:: Request ::
Can you write out every one of the rows below again, changing "evaluation set" to "test set" and keeping everything else the same?

:: Dataset ::
--- Begin ---
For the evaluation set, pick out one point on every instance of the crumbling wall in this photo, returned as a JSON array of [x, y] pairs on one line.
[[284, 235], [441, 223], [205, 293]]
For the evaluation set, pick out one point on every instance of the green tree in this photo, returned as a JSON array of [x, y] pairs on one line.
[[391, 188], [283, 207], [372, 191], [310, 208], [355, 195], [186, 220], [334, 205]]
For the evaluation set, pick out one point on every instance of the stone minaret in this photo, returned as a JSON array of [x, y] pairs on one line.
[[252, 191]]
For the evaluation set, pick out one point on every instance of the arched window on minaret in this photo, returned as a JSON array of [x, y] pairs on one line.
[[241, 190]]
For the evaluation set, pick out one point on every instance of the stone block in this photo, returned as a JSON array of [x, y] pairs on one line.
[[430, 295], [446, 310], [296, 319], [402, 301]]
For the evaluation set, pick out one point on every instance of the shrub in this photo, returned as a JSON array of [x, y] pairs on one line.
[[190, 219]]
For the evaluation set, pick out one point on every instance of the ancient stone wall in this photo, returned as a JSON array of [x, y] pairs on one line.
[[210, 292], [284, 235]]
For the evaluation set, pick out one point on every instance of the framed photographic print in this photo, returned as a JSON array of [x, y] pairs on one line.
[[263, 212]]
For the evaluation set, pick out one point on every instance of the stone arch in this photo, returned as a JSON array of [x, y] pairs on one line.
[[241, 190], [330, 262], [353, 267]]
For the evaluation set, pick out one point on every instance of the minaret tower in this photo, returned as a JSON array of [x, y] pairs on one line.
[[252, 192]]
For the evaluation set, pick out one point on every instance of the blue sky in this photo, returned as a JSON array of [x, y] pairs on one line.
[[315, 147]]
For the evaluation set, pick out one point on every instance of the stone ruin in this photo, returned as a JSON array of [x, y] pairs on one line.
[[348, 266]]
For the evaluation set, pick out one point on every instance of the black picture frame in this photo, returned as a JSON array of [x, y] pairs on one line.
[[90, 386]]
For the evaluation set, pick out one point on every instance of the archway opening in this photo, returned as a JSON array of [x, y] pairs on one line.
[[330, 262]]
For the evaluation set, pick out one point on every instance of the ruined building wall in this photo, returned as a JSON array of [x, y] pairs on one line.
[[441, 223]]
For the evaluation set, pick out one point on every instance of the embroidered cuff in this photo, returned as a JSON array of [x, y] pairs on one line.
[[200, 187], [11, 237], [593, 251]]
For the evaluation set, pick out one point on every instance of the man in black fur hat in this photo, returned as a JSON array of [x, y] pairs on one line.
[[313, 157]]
--- End ---
:: Solved exercise ::
For the test set, pick out one point on every instance of the crumbling wall in this photo, returned as a JSON array of [x, y] pairs on one line.
[[284, 235], [441, 223], [205, 293]]
For the test set, pick out one point on every instance of the green tree in this photo, returned as a JSON array of [x, y] pairs on one line.
[[391, 188], [283, 207], [372, 191], [310, 208], [355, 195], [186, 220], [334, 205]]
For the test set, pick out one point on every instance of the stone minaret in this photo, returned as a JSON array of [x, y] pairs on one line.
[[252, 191]]
For the test set, pick out one point on every instance of the arched window on minaret in this photo, returned as a JSON array of [x, y] pairs on one line.
[[241, 190]]
For the test set, pick out one point on every instance of the stone block in this photo, returned as a JSON array of [x, y] pairs on one line.
[[430, 295], [446, 310], [296, 319], [402, 301]]
For the test set, pick out one point on every instance of the shrub in this photo, returned as a JSON array of [x, y] pairs on one line.
[[190, 219]]
For the test set, pick out one point on every instance of the ancient stone wall in this photo, returned as a JSON array of [x, y] pairs on one line.
[[210, 292], [284, 235]]
For the test set, pick out one point on every instance of the framed photographic print in this photo, returned as a JSON array of [x, y] pairs on one line.
[[263, 212]]
For the test set, pick out one point on every instance of the stone arch in this photo, returned as a JSON array of [x, y] pairs on one line.
[[241, 190], [330, 262], [353, 267]]
For the test set, pick out one point on every instance of the minaret tower in this photo, returned as a JSON array of [x, y] pairs on one line.
[[252, 192]]
For the test set, pick out one point on every instance of the blue sky in this photo, returned as a JSON array of [x, y] pairs on one line.
[[315, 147]]
For the test set, pick out one point on every instance of the stone ruin in this photo, returned as a JSON array of [x, y] pairs on one line.
[[348, 266]]
For the test set, pick out one point on every instance of the black picture frame in this photo, returned as a JSON array of [x, y] pairs on one line.
[[90, 386]]
For the test set, pick out one point on every instance of the archway opening in this photo, returned as a JSON array of [x, y] pairs on one line.
[[330, 262]]
For the test set, pick out one point on every instance of the ruined building wall in this photo, returned as a JSON array of [x, y] pairs on one line.
[[441, 223]]
For the test set, pick out one point on every instance of the embroidered cuff in this photo, returned as a JSON array of [x, y] pairs on one line.
[[200, 187], [11, 237], [593, 251]]
For the test set, pick out one point on every instance of the man in black fur hat in this photo, returned as a JSON array of [x, y] pairs on one line.
[[313, 157]]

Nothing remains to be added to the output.